→ What is needed: Count the lines below that contain the string "white", treating uppercase and lowercase as different, and reply with the number alone.

→ Data listing:
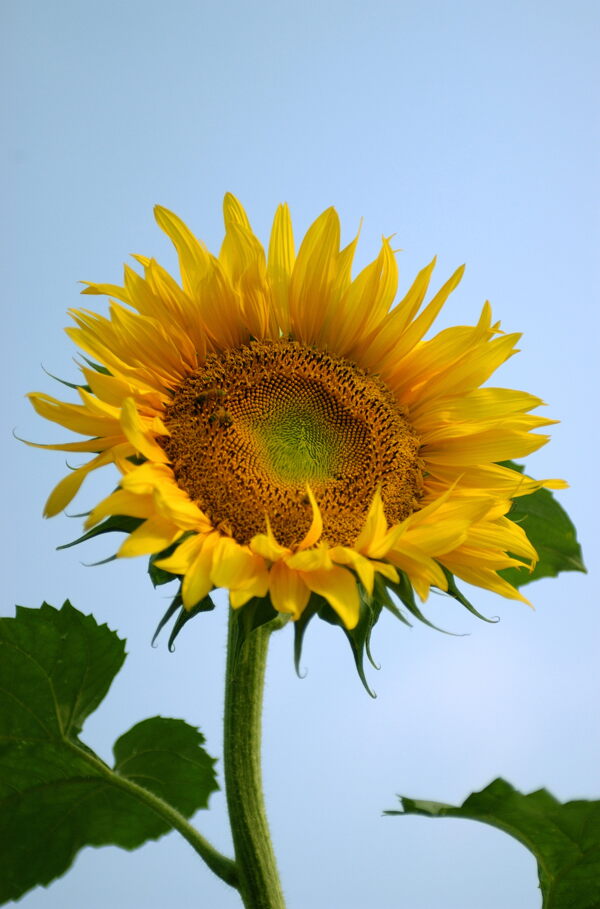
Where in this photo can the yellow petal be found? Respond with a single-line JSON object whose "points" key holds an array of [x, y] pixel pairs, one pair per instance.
{"points": [[316, 527], [137, 433], [197, 582], [289, 593], [152, 536], [338, 587]]}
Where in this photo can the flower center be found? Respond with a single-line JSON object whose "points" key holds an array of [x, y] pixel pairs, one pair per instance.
{"points": [[252, 426]]}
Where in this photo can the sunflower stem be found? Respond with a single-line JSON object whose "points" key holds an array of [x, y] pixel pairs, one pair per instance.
{"points": [[258, 880]]}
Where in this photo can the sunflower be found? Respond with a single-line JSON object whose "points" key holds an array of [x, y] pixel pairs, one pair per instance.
{"points": [[284, 432]]}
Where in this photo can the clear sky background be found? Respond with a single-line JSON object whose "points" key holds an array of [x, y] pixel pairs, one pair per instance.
{"points": [[469, 129]]}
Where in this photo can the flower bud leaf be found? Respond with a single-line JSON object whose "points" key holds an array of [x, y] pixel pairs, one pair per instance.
{"points": [[551, 532], [563, 837]]}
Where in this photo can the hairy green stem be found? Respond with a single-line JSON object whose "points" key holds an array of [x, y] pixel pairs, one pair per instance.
{"points": [[258, 880]]}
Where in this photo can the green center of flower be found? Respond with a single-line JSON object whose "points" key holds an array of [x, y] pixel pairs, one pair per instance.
{"points": [[298, 445], [252, 426]]}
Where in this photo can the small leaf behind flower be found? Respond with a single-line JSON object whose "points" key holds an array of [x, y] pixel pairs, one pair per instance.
{"points": [[551, 532], [564, 838], [56, 795]]}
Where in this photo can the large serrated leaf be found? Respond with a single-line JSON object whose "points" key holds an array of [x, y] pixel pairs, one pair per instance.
{"points": [[564, 838], [56, 795]]}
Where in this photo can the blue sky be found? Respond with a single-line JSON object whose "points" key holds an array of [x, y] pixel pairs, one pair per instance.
{"points": [[466, 129]]}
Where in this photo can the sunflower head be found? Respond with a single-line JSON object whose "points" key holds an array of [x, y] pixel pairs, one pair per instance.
{"points": [[284, 431]]}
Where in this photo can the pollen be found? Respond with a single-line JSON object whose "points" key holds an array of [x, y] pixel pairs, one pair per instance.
{"points": [[253, 426]]}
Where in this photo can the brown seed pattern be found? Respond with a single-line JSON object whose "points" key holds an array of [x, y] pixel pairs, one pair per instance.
{"points": [[253, 425]]}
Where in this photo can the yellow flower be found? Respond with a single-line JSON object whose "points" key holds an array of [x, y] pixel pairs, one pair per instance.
{"points": [[283, 430]]}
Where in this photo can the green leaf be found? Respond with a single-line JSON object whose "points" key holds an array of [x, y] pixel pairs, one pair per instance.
{"points": [[120, 523], [564, 838], [56, 795], [551, 532]]}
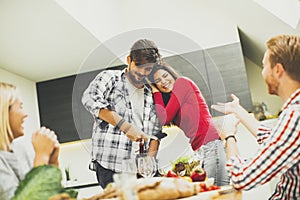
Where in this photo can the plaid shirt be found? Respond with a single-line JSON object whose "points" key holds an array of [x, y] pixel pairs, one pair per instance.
{"points": [[108, 90], [279, 154]]}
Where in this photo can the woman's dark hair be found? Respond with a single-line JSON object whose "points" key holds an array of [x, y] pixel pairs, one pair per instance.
{"points": [[164, 66], [144, 51]]}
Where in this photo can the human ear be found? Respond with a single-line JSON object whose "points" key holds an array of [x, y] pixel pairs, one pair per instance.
{"points": [[279, 70]]}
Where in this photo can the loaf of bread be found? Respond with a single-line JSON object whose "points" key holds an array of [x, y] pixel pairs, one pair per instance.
{"points": [[166, 188], [160, 188]]}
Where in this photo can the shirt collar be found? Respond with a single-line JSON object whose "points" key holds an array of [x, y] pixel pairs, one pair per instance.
{"points": [[293, 98]]}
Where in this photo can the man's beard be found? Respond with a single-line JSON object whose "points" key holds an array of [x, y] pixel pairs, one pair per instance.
{"points": [[134, 80]]}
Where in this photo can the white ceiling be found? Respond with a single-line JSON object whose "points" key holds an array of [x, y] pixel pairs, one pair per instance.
{"points": [[46, 39]]}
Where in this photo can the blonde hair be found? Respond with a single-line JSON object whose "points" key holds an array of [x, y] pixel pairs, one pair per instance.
{"points": [[8, 95]]}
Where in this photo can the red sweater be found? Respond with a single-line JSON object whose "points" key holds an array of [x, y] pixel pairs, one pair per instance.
{"points": [[188, 110]]}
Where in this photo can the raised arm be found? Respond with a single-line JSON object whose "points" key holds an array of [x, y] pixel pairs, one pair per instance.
{"points": [[245, 118], [45, 142], [132, 132]]}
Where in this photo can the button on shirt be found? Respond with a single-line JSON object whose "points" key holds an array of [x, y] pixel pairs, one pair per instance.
{"points": [[279, 155], [108, 90]]}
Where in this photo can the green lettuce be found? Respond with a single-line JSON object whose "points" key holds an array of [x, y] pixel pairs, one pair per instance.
{"points": [[41, 183]]}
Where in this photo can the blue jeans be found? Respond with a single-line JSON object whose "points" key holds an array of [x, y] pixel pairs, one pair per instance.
{"points": [[213, 156]]}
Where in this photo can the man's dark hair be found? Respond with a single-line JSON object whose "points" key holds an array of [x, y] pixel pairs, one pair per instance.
{"points": [[144, 51]]}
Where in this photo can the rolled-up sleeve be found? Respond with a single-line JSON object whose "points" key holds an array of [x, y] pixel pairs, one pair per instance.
{"points": [[278, 153]]}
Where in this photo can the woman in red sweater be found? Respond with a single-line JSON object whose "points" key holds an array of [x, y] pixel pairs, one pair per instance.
{"points": [[179, 101]]}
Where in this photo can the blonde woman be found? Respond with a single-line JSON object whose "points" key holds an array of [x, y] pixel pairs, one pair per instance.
{"points": [[15, 164]]}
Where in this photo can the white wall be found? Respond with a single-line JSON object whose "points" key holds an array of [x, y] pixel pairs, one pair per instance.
{"points": [[258, 88], [201, 21], [28, 94]]}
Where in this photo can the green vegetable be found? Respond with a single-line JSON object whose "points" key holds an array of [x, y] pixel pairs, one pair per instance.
{"points": [[41, 183]]}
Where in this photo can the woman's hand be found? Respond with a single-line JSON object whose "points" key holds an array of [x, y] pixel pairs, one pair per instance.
{"points": [[44, 141], [54, 156], [229, 107]]}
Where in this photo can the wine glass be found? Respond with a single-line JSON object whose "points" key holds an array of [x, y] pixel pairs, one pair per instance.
{"points": [[146, 166]]}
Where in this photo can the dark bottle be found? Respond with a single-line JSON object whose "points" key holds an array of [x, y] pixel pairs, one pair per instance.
{"points": [[141, 153]]}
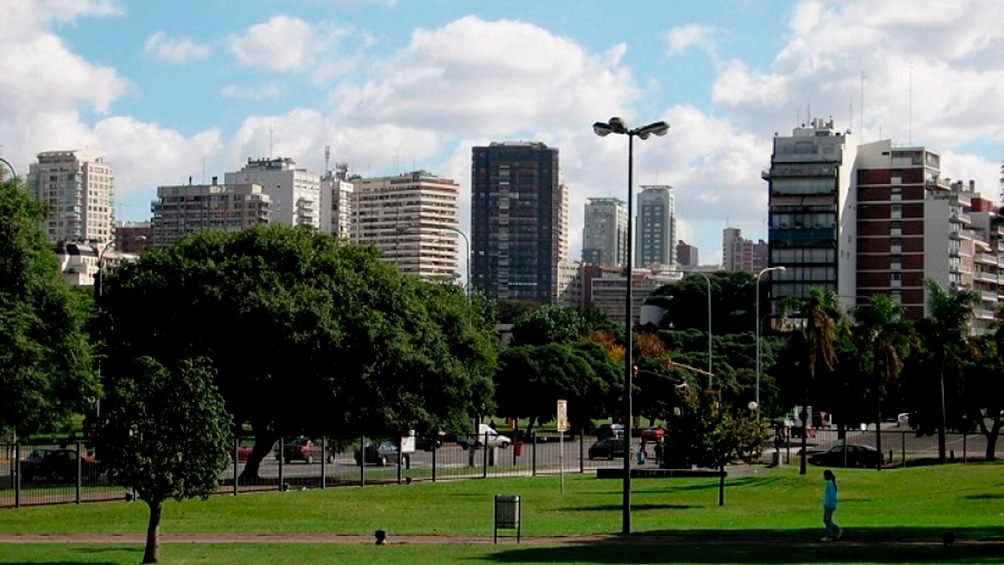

→ Exercise response: 2